### Prompt 1
Count the lines of the records that contain the word "black", and reply with only that number.
[start Provided text]
Exercise 1.3

The aim of this exercise is to summarize “Monster Culture (Seven Theses)” for a reader who has not read the essay.

Estimated time: 1 hour
Due by 9:30 a.m. Wednesday, September 12th

An effective summary helps an unfamiliar reader to accurately understand the main ideas of a piece of writing. Typically, an effective summary includes:

1) the author’s full name
2) the name of the text
3) a description of the author’s analytical project (USEFUL VERBS: explores, examines, analyzes, investigates; NOT USEFUL: says, writes, is about, looks into)
4) one or two quotes of the author’s main point (USEFUL VERBS: argues, asserts, states, proposes, hypothesizes, claims)
5) a paraphrase/explanation/example of the author’s main point (USEFUL PHRASES: for example, for instance, in other words)
[end Provided text]
[start Supplied records]
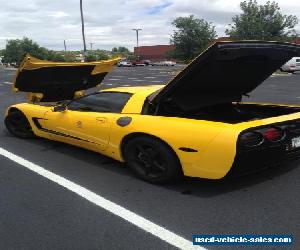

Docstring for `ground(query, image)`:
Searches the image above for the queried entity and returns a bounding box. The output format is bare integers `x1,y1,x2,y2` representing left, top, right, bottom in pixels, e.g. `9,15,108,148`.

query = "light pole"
80,0,86,61
90,43,94,50
132,29,142,60
64,40,67,52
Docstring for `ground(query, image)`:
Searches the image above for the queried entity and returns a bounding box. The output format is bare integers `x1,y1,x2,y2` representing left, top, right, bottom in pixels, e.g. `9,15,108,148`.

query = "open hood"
14,55,120,102
149,41,300,112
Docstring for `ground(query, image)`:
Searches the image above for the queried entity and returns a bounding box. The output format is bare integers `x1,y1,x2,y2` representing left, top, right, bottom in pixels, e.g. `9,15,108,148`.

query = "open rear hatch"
145,41,300,116
14,55,120,102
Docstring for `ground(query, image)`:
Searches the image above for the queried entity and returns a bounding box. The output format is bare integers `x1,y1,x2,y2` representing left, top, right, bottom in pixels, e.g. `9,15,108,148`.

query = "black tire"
123,136,182,184
4,110,35,139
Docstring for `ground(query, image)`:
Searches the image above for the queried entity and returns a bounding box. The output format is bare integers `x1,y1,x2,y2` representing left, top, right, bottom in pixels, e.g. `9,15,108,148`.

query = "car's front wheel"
4,110,35,139
123,136,182,184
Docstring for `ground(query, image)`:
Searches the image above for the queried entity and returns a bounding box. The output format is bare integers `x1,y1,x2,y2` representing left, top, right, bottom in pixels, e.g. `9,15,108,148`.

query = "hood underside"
14,55,119,102
149,41,300,111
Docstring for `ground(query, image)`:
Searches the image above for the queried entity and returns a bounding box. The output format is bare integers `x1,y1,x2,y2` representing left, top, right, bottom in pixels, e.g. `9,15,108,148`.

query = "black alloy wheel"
123,136,182,184
4,110,35,139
[end Supplied records]
### Prompt 2
In the exercise instructions above, when is the summary due?

### Exercise response 1
2

### Exercise response 2
By 9:30 a.m. Wednesday, September 12th.